[Source extract]:
-------------------------
A taxi driver, who faced assault charges, walked out of an Auckland Court after the presiding judge pronounced that he was not guilty.
In a long-drawn legal battle, the accused was discharged without conviction.
Singh, the taxi driver had earlier been charged under the Crimes Act for assaulting another taxi driver.
The incident started with a verbal altercation and abuse on the issue of parking and then took an ugly turn. Mr Singh was alleged to have assaulted the other driver several times, leaving injuries. Mr Singh is then alleged to have fled the scene.
Witness for the Prosecution
During a Police interrogation, Mr Singh is reported to have refuted some of the allegations of the victim. Later, another person informed the Police that he was an eye-witness to the alleged assault.
Mr Singh was then charged under the Crimes Act.
The accused then engaged Gurbrinder Aulakh as his lawyer.
The counsel disputed the summary of facts at the Court on behalf of his client.
However, the prosecution persisted on its case and the matter was then assigned to disputed facts hearing.
During the intervening time, the counsel continued to persist with the prosecution asking for amendments, to save the Court time, and the abuse of the process.
He asked prosecution to amend the summary of facts, pointing to some of the conflicting and contradicting evidence on the file.
The prosecution, noting the contradictions, agreed to amend the part relating to the blows to the head of the victim, mentioned in the summary of facts.
Following this, the disputed facts hearing was vacated, and the matter was set down for sentencing for the common assault charge under the Crimes Act.
Before the sentencing, the counsel applied to the Court for a s106 discharge for his client. However, the prosecution opposed it and filed a letter written by the victim stating how deeply the incident had affected his work and social life, and the disruption caused due to his ongoing medical treatment due to the injuries relating to the incident.
The Court directed the prosecution to file written submissions in opposition.
At the next hearing, the Judge heard the submissions from both the sides.
The prosecution strongly opposed the discharge, stating that the defendant’s apprehensions as speculative.
Mr Aulakh made strong submissions in support and pointed how the direct and indirect consequences of the conviction would be severally disproportionate, to his client and client’s family, when weighed against the offending.
At the next hearing, the counsel brought to the attention of the Court how his client had taken initiative towards making himself a better and reformed person.
After considering all the documents and submissions, the Court finally discharged Mr Singh without a conviction, and he walked out as not guilty.
-------------------------
[Task list]:
a. In the article about the taxi driver's assault case, what effects on the victim does the letter filed by the prosecution describe?
b. Give the article about the taxi driver's assault case again from "However, the prosecution persisted" to "on the file.", substituting "defense lawyer" for "counsel".

[Supplied data]:
-------------------------
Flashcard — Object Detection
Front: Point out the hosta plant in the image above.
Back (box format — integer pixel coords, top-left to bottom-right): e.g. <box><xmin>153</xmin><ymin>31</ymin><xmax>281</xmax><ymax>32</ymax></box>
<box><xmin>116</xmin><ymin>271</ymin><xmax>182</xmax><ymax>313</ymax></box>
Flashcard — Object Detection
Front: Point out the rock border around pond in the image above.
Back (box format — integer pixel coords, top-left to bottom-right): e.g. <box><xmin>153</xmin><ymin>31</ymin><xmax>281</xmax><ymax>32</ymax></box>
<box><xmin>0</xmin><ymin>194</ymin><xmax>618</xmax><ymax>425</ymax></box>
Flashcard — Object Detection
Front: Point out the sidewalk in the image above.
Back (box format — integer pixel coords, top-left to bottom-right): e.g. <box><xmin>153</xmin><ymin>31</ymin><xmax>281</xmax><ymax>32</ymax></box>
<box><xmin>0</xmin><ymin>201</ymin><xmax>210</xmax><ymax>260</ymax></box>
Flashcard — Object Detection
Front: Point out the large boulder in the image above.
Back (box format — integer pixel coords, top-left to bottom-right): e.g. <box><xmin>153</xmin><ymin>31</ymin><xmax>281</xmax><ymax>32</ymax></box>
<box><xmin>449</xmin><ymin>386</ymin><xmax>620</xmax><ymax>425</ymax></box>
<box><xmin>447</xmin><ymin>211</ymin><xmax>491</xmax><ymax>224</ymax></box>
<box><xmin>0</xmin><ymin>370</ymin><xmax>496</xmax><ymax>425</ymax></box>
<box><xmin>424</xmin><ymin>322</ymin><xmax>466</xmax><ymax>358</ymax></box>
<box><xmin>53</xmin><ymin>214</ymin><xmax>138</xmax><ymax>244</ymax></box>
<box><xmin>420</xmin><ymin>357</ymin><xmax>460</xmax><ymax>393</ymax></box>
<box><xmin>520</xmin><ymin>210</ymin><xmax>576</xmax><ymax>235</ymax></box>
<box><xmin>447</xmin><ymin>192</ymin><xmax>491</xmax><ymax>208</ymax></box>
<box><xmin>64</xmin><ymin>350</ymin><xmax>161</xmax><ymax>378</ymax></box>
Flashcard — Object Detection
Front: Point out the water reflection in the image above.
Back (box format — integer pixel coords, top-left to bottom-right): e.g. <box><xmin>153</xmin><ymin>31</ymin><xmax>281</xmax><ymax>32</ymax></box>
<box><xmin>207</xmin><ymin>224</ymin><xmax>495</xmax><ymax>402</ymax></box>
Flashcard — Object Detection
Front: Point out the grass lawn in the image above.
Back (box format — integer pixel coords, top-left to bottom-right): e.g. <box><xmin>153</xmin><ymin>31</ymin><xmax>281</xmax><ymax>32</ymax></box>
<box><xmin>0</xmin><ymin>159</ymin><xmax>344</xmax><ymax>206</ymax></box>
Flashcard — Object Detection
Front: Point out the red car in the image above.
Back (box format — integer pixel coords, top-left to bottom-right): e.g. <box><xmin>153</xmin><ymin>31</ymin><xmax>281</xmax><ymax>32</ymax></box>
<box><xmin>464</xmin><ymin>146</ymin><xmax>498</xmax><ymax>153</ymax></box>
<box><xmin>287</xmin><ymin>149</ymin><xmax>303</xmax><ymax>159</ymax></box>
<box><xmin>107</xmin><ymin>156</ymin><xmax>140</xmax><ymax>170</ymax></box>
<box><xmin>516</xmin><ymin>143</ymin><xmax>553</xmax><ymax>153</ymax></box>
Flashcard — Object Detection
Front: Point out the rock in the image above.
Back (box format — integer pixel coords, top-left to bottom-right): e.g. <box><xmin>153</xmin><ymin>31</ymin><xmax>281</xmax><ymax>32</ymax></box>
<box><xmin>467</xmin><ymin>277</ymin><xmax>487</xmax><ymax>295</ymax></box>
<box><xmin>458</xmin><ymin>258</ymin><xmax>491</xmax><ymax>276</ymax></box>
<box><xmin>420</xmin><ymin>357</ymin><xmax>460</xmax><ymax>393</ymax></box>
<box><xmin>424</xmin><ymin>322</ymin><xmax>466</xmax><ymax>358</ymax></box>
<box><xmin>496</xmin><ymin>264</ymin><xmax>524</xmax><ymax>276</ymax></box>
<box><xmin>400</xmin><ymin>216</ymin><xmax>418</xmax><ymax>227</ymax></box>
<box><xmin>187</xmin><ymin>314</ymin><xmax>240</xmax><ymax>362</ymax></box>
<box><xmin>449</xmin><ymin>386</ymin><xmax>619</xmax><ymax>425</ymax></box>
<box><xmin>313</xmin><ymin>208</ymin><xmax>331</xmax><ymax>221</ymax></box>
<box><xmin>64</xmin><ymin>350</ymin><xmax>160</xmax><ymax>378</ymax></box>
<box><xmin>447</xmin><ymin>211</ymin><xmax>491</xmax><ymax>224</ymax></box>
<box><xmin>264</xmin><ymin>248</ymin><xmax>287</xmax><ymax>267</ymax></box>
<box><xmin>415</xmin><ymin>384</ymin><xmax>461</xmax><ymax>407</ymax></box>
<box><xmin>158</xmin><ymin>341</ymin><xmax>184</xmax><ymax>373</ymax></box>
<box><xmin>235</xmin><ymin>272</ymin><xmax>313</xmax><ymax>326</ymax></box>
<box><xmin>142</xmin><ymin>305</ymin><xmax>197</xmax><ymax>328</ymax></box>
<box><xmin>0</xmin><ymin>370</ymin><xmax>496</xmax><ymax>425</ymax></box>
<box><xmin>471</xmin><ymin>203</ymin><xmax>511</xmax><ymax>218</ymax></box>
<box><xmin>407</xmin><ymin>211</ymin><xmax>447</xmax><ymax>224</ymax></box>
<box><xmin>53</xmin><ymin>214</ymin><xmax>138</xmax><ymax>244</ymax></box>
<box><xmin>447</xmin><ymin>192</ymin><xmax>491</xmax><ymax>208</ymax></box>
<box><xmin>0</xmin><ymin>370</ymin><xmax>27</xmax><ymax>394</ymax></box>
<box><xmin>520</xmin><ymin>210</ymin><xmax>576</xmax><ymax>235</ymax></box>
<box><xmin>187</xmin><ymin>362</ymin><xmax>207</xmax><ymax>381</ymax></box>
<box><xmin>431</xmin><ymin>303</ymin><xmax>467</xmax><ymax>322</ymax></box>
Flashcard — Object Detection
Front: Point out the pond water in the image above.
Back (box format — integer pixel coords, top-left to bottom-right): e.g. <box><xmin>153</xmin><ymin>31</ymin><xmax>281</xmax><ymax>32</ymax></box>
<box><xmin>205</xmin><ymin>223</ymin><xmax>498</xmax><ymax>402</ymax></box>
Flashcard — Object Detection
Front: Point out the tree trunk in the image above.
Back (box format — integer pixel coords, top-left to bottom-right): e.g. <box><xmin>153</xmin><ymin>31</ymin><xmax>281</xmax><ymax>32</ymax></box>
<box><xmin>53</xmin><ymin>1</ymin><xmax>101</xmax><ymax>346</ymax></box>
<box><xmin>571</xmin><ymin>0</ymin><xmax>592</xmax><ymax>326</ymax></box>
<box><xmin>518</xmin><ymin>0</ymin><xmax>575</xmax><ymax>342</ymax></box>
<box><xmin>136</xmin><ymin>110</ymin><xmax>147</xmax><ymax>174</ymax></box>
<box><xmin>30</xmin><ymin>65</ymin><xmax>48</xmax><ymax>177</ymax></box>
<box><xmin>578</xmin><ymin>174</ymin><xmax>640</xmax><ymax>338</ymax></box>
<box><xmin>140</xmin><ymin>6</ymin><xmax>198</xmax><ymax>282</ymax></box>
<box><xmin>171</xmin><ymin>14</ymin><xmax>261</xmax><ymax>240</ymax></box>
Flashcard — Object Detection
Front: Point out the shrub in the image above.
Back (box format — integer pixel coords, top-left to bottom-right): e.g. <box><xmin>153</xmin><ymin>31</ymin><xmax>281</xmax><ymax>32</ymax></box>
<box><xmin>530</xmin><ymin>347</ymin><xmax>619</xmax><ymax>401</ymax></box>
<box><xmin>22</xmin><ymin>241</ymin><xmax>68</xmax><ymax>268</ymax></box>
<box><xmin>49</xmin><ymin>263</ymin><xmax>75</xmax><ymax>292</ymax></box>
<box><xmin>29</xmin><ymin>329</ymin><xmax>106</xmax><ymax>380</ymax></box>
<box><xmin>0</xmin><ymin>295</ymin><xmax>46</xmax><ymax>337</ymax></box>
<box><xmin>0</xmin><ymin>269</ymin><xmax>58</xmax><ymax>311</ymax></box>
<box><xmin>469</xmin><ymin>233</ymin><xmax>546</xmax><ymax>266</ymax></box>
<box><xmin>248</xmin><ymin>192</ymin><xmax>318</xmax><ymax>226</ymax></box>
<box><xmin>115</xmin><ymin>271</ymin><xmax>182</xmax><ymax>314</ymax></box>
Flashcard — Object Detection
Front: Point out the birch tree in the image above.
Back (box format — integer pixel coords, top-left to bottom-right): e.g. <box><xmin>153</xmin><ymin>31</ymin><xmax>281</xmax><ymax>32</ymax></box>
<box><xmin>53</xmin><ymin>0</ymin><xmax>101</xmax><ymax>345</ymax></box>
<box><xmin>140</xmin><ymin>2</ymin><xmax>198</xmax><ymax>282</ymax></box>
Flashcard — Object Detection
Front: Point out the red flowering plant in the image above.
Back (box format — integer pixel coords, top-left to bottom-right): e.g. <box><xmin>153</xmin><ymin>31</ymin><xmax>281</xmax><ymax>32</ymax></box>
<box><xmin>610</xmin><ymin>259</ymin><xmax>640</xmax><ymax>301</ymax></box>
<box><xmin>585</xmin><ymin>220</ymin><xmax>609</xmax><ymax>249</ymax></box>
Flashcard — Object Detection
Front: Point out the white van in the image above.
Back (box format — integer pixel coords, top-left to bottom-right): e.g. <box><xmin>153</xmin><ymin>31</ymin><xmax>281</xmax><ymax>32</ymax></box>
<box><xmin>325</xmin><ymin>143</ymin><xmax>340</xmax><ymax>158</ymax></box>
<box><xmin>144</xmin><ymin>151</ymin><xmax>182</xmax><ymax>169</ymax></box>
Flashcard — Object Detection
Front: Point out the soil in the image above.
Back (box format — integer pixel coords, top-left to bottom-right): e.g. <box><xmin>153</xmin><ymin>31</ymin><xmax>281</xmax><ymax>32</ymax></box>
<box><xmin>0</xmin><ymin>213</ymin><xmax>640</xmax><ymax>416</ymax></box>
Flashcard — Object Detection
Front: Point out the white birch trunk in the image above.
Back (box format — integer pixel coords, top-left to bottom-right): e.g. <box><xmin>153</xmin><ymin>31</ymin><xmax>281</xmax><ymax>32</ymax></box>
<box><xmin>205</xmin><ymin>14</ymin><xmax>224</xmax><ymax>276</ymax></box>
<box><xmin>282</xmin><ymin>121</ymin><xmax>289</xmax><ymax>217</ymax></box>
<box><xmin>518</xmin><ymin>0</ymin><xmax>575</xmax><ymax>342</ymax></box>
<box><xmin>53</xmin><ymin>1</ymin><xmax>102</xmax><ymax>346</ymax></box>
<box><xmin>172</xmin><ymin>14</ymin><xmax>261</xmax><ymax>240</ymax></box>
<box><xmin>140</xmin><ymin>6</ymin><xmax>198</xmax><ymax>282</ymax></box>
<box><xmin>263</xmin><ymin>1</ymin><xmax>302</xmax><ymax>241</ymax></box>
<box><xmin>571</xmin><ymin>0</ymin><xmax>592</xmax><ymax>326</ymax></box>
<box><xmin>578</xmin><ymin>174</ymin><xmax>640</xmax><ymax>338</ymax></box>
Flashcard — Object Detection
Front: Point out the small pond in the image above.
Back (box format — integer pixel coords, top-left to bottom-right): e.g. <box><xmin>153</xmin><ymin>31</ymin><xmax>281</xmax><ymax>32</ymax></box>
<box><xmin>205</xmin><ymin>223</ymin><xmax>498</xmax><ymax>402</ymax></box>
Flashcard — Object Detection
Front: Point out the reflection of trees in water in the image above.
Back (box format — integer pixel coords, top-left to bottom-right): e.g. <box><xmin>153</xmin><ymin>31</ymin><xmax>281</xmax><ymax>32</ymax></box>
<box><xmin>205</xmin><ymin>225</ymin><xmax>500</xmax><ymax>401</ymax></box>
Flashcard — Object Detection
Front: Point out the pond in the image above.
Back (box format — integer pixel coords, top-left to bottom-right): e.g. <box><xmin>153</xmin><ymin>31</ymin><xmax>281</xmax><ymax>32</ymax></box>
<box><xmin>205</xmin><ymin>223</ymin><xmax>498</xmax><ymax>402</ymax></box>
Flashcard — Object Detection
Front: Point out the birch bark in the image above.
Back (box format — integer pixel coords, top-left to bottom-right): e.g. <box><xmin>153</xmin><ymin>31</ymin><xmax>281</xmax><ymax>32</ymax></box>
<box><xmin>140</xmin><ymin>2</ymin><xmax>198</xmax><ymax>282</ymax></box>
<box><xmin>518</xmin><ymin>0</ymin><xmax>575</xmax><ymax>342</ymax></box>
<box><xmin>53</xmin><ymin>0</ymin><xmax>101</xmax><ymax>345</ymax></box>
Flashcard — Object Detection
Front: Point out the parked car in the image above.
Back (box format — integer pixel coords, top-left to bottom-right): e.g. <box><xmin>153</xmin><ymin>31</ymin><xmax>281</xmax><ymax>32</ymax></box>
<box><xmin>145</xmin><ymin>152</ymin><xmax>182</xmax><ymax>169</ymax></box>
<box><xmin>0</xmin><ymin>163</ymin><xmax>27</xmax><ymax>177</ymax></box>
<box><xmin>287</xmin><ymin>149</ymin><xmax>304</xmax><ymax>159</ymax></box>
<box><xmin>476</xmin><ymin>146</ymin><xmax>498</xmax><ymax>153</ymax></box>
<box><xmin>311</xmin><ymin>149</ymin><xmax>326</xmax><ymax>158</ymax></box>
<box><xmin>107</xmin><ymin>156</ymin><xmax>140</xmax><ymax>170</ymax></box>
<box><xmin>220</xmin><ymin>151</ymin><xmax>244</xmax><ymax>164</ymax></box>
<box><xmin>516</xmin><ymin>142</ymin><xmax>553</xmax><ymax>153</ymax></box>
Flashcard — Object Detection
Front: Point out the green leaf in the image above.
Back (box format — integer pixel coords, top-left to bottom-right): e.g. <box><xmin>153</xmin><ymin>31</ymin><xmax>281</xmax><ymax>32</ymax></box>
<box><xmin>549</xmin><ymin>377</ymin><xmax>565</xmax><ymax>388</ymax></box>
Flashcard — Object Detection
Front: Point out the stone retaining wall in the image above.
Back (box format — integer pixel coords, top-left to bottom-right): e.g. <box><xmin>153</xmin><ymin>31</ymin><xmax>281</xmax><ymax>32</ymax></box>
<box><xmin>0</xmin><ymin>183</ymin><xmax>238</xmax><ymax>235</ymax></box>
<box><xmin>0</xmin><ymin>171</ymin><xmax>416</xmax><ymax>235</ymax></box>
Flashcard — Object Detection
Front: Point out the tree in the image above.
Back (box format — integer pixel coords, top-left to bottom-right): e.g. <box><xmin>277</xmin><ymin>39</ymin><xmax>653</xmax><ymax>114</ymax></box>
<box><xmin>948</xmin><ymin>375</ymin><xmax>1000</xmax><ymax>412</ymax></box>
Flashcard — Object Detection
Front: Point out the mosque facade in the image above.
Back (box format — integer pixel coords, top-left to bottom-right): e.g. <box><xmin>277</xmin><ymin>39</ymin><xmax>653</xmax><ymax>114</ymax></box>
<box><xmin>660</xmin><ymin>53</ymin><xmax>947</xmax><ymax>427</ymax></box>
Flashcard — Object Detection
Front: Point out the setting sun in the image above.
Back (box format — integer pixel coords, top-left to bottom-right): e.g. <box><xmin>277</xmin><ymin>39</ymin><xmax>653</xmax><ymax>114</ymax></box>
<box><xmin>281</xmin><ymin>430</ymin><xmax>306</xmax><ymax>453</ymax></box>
-------------------------
[Solutions to the exercise]:
a.
- The incident deeply affected his work life.
- It deeply affected his social life.
- His ongoing medical treatment for injuries from the incident caused disruption.

b.
However, the prosecution persisted on its case and the matter was then assigned to disputed facts hearing.
During the intervening time, the defense lawyer continued to persist with the prosecution asking for amendments, to save the Court time, and the abuse of the process.
He asked prosecution to amend the summary of facts, pointing to some of the conflicting and contradicting evidence on the file.